## TASK OBJECTIVE
Reproduce the entries verbatim, starting at the line that contains "Task: Indicate the maidenhair" and continuing through the last entry, with both ends included. Omit any pictures from your reproduction.

## DATA LISTING
········

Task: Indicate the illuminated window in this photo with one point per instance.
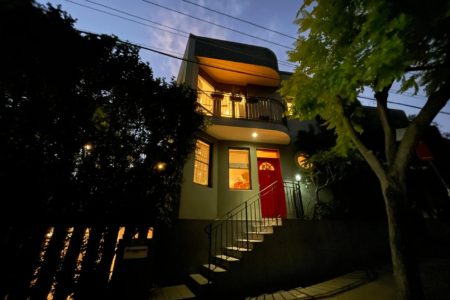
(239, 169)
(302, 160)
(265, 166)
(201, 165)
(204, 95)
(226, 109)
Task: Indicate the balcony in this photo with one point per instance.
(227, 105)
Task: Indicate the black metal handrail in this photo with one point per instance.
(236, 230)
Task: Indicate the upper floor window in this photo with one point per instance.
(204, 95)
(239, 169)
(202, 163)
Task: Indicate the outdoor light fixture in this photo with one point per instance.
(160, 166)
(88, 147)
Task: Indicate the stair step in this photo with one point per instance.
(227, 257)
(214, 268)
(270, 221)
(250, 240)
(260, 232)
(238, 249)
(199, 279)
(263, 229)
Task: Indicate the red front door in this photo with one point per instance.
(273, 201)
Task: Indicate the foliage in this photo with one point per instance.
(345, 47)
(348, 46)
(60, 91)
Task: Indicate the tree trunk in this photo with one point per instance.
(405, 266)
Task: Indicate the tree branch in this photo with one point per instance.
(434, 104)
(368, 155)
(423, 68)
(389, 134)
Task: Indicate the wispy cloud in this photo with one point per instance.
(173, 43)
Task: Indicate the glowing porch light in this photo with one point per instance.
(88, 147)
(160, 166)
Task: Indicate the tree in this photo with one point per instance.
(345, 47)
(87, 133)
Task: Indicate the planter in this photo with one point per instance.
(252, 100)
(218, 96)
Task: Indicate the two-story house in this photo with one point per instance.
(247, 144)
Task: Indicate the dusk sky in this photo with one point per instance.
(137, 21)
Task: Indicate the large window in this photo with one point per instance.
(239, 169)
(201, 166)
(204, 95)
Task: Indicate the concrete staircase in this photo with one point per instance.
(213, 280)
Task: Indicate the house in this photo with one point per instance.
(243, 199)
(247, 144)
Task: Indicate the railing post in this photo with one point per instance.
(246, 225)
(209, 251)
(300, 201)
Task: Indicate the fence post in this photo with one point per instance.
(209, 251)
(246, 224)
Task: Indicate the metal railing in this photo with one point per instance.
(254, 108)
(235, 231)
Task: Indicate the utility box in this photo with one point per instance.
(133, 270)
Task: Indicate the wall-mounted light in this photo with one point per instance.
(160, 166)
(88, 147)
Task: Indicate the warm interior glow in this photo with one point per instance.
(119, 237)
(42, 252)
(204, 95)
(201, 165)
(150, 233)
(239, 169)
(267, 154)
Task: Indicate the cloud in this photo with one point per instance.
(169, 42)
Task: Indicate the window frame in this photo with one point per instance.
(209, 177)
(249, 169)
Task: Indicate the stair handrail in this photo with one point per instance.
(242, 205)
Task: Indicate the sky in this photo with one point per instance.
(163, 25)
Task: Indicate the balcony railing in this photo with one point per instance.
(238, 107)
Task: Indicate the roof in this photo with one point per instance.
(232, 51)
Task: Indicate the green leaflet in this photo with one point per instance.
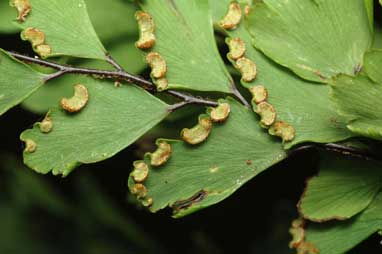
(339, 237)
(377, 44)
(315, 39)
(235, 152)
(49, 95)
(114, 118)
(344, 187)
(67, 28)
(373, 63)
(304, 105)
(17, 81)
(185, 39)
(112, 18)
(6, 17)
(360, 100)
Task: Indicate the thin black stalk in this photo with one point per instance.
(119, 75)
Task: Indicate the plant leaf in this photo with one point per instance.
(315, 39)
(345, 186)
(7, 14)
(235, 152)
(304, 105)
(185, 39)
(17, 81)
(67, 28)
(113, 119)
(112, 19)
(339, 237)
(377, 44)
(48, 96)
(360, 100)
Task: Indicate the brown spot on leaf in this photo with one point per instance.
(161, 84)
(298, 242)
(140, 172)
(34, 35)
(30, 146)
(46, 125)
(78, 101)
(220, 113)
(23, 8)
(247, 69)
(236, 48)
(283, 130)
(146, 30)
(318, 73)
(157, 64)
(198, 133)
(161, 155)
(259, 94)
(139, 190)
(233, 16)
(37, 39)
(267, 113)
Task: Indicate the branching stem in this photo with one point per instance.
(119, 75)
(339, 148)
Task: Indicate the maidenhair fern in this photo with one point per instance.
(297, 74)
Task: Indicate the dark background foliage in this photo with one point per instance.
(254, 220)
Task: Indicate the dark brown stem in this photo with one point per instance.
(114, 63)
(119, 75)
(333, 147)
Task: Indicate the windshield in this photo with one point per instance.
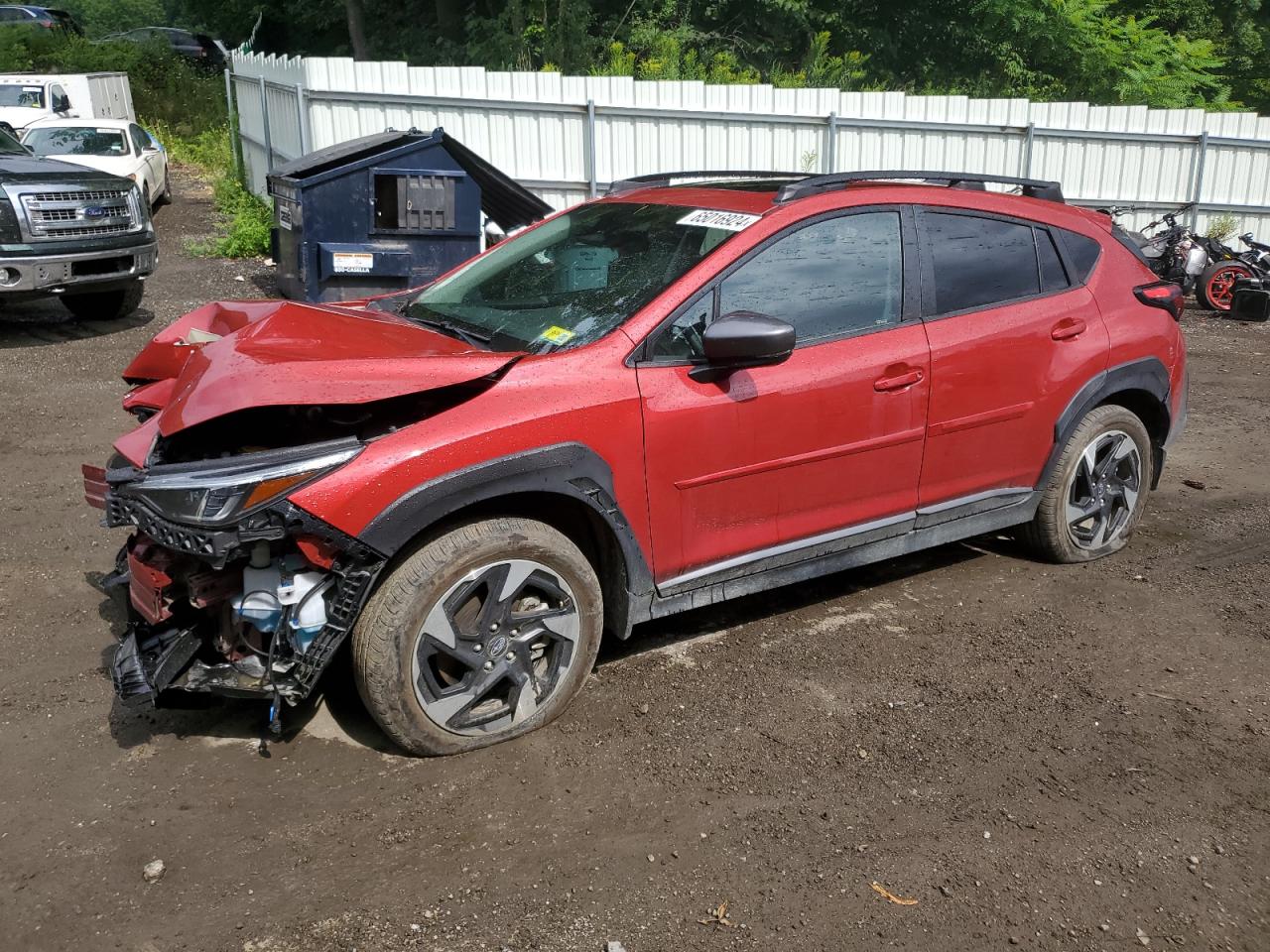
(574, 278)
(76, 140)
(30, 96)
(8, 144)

········

## CORRECT ANSWER
Task: Indicate the maidenhair fern in this photo with one point per instance.
(297, 74)
Task: Indicate the dark background foliage in this photo with one point per instance.
(254, 220)
Task: Indicate the dark brown stem in this photo with one point per instance.
(114, 63)
(119, 75)
(333, 147)
Task: Indicate the windshield in this photo with one point per instance.
(574, 278)
(76, 140)
(30, 96)
(8, 144)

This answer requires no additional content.